__Work instructions__: Repeat the listing below word for word, adding nothing and changing nothing.

__Records supplied__:

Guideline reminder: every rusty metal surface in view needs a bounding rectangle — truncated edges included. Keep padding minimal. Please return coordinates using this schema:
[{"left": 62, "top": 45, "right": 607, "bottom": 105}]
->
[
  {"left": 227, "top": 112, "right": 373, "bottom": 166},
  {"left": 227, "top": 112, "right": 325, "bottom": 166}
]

__Solution for this problem__:
Guideline reminder: every rusty metal surface in view needs a bounding rectangle — truncated edges included. Keep padding minimal. Please return coordinates using this schema:
[{"left": 62, "top": 45, "right": 607, "bottom": 105}]
->
[
  {"left": 227, "top": 112, "right": 373, "bottom": 166},
  {"left": 227, "top": 112, "right": 325, "bottom": 166}
]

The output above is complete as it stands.